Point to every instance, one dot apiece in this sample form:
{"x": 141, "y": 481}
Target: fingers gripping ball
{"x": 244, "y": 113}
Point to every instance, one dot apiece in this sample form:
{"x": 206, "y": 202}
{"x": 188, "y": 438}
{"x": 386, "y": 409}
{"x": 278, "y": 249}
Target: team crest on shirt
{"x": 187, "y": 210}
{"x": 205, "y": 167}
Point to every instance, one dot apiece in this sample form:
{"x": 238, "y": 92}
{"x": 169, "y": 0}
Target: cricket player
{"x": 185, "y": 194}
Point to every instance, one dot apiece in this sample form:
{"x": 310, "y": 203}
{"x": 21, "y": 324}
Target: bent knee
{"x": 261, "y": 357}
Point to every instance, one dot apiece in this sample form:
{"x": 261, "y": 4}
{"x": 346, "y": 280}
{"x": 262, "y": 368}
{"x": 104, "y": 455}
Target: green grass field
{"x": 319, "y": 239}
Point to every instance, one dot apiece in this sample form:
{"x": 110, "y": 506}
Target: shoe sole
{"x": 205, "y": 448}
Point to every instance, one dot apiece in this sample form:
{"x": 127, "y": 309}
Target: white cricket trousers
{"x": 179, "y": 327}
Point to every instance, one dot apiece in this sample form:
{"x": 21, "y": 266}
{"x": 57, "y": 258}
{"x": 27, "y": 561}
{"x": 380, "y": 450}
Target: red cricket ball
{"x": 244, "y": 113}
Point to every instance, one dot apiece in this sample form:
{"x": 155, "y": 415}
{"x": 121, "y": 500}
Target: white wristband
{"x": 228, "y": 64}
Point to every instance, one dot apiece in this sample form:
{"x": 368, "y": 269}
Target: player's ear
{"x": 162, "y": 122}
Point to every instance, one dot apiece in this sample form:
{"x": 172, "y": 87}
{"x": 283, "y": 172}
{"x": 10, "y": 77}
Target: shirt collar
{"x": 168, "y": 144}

» **Aim of the exercise**: What is needed is a faithful transcription of every entry.

» **Answer section**:
Point to every instance, one dot apiece in this sample form:
{"x": 141, "y": 481}
Target: fingers gripping ball
{"x": 244, "y": 113}
Point to every instance, one dot apiece in this sample form:
{"x": 206, "y": 202}
{"x": 188, "y": 438}
{"x": 386, "y": 409}
{"x": 278, "y": 249}
Target: team crest on shirt
{"x": 187, "y": 210}
{"x": 205, "y": 167}
Point to every instance, one dot apiece in this sample form:
{"x": 238, "y": 92}
{"x": 169, "y": 0}
Target: cricket player
{"x": 185, "y": 194}
Point to every instance, one dot apiece in this sample form:
{"x": 310, "y": 203}
{"x": 21, "y": 324}
Target: bent knee
{"x": 261, "y": 357}
Point to every instance, one dot apiece in this sample form:
{"x": 261, "y": 4}
{"x": 346, "y": 280}
{"x": 262, "y": 368}
{"x": 104, "y": 455}
Target: green grass field
{"x": 319, "y": 239}
Point to every instance, one dot apiece in this sample form:
{"x": 110, "y": 506}
Target: shoe sole
{"x": 205, "y": 448}
Point to every instance, one dot apiece in this sample form:
{"x": 127, "y": 309}
Target: white cricket trousers
{"x": 179, "y": 327}
Point to every instance, one dot apiece in this sample form:
{"x": 21, "y": 266}
{"x": 57, "y": 258}
{"x": 27, "y": 561}
{"x": 380, "y": 450}
Target: red cricket ball
{"x": 244, "y": 113}
Point to every instance, one dot apiece in this sample form:
{"x": 155, "y": 415}
{"x": 121, "y": 500}
Target: white wristband
{"x": 228, "y": 64}
Point to every instance, one dot apiece in this sample form:
{"x": 368, "y": 269}
Target: player's ear
{"x": 162, "y": 122}
Point to every instance, one dot apiece in this sample form:
{"x": 172, "y": 87}
{"x": 283, "y": 172}
{"x": 10, "y": 77}
Target: shirt collar
{"x": 168, "y": 144}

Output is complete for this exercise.